> [TASK STATEMENT]
Rewrite every one of the entries below in full, requests included, and shift each x and y coordinate in the answer points up by 89.

-- start of INPUT FOR THIS TASK --

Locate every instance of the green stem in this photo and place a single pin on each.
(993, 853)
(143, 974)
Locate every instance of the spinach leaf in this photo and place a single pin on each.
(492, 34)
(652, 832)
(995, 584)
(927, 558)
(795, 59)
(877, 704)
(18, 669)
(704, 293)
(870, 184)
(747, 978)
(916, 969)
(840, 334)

-- end of INPUT FOR THIS TASK --

> [COMPLETE OUTPUT]
Locate every instance of the green stem in this photo and place a single pin on each.
(1082, 942)
(232, 1063)
Locate every instance of the spinach leaf in this photo and place a single pin on each.
(581, 123)
(741, 921)
(1084, 673)
(1016, 647)
(884, 148)
(966, 793)
(107, 758)
(793, 382)
(959, 273)
(836, 1067)
(1005, 1058)
(929, 423)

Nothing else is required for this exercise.